### Text provided
Superintendent of Seminole Removal
- In office July 8, 1834 – December 28, 1835

Member of the United States House of Representatives from Georgia
- In office March 4, 1821 – March 3, 1833

Member of the Georgia State Senate
- In office 1817–1819

Personal details
- Born: September 23, 1781 Amelia County, Virginia, United States
- Died: December 28, 1835 (aged 54) Fort King, Florida, United States
- Resting place: Elberton, Georgia, United States
- Party: Democratic
- Spouse: Elizabeth Thompson

Military service
- Allegiance: United States
- Branch/service: Georgia Militia
- Years of service: 1812-1824
- Rank: Major General
- Battles/wars: War of 1812 Red Stick War; ; Second Seminole War †;

= Wiley Thompson =

American politician

Wiley Thompson (September 23, 1781 – December 28, 1835) was a United States representative from Georgia.
######
### Data
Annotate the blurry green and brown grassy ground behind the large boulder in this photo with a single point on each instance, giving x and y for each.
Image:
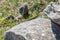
(11, 7)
######
> _Required work_:
1. In the Wiley Thompson text, starting at "Military service" and ending at "representative from Georgia.", replace "Major General" with "Brigadier General" and give that passage again.
2. According to the Wiley Thompson text, where is his resting place?

> _Solutions below_:
1.
Military service
- Allegiance: United States
- Branch/service: Georgia Militia
- Years of service: 1812-1824
- Rank: Brigadier General
- Battles/wars: War of 1812 Red Stick War; ; Second Seminole War †;

= Wiley Thompson =

American politician

Wiley Thompson (September 23, 1781 – December 28, 1835) was a United States representative from Georgia.

2. Elberton, Georgia, United States